>> begin

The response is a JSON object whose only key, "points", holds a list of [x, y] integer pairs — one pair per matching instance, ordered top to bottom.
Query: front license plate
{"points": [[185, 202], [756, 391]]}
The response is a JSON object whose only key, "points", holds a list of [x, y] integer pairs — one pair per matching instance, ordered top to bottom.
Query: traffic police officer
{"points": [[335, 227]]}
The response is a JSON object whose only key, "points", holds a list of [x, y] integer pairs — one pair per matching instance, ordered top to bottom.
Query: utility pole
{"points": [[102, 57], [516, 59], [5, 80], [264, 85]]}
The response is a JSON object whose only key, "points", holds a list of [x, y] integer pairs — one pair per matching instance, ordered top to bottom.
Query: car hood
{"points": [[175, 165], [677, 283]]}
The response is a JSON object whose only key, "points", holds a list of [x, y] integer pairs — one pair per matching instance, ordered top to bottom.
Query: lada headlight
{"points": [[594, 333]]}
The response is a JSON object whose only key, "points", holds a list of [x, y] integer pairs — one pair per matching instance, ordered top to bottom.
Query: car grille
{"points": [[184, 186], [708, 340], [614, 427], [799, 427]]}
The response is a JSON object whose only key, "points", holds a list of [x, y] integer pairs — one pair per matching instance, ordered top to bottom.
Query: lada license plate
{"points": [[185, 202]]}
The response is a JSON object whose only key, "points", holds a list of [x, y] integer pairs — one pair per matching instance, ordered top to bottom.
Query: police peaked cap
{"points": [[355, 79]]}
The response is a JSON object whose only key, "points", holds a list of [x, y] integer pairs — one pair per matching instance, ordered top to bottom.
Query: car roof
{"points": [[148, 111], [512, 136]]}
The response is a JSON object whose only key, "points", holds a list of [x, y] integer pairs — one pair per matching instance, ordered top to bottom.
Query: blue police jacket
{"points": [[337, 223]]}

>> end

**Exercise goal:**
Report every line of the material above that contains the word "lada", copying each such line in full.

**Answer to this exercise:**
Query: lada headlight
Query: lada license plate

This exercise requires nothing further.